Problem details: Only the lines from the one containing "Mark the black flight" through the end of the data below should be copied, each exactly as written and with both ends kept.

BEGIN Supplied data

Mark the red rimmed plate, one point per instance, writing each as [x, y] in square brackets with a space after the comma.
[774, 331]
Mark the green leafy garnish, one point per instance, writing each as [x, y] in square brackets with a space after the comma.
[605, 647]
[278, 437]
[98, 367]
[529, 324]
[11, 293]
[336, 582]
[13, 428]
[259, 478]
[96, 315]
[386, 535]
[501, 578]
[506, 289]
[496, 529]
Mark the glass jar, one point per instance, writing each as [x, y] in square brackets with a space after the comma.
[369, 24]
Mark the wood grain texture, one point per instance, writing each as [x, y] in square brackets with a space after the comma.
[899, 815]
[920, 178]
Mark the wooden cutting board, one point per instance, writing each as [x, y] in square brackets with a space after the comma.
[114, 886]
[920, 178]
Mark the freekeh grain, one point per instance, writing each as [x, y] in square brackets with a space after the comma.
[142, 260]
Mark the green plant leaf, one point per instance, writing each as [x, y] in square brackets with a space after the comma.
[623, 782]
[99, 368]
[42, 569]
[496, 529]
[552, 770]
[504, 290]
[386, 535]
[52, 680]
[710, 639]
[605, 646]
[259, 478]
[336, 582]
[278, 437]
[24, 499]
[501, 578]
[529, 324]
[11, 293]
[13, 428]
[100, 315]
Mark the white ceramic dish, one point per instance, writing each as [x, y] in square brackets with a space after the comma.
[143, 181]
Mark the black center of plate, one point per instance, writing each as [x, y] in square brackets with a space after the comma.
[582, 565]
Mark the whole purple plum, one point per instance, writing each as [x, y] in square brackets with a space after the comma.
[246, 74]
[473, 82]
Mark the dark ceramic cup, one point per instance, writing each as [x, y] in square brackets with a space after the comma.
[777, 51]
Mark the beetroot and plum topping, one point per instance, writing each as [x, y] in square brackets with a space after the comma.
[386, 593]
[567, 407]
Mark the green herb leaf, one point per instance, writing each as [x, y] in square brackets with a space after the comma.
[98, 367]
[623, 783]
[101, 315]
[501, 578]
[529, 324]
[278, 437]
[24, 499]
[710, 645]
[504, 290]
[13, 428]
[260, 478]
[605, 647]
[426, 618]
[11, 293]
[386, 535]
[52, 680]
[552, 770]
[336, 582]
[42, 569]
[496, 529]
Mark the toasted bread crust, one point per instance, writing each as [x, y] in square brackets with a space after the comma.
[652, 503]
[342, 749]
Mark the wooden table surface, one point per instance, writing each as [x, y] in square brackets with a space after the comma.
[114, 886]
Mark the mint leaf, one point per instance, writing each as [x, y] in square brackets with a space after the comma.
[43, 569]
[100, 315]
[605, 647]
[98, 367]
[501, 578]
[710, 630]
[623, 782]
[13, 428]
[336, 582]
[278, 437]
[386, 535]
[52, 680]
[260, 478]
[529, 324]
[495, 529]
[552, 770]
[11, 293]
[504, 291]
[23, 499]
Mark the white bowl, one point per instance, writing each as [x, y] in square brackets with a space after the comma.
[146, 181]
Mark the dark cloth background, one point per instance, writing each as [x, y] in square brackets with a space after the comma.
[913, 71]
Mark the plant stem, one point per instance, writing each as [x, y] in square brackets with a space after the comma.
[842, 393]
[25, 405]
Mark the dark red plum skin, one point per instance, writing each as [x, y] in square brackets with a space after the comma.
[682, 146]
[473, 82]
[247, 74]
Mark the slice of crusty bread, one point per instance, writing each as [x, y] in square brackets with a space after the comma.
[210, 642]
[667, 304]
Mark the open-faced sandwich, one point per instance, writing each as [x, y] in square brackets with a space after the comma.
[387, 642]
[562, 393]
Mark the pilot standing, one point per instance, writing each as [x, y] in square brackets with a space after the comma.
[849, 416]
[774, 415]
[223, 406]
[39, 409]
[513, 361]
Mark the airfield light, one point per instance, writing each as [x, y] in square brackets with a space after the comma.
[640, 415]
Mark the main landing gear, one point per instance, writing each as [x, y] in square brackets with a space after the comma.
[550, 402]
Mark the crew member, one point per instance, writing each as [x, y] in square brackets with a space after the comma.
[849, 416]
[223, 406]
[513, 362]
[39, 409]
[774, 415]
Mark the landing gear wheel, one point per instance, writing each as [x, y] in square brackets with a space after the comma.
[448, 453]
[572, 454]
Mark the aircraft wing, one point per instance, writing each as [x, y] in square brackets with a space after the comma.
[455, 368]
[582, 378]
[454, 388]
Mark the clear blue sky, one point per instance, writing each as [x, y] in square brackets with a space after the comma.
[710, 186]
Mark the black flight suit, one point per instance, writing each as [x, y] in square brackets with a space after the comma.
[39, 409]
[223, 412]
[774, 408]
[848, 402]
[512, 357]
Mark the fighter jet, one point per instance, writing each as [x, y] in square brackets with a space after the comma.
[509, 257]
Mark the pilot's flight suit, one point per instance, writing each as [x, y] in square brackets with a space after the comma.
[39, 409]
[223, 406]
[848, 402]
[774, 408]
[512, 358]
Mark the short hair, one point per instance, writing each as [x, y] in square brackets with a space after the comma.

END Supplied data

Worked solution:
Mark the black flight suit, one point per instance, writing each as [x, y] in square brackets with a space after the comma.
[39, 409]
[223, 412]
[774, 408]
[848, 402]
[512, 357]
Mark the fighter jet, one point per instance, writing each as [x, y] in square brackets with a space after the comma.
[509, 257]
Mark the pilot's flight suit, one point per instance, writing each as [x, y] in square brackets with a space after the comma.
[39, 409]
[223, 406]
[848, 402]
[774, 408]
[512, 358]
Mark the short hair, one point per instance, writing each as [x, y] in square brackets with a space after the comma.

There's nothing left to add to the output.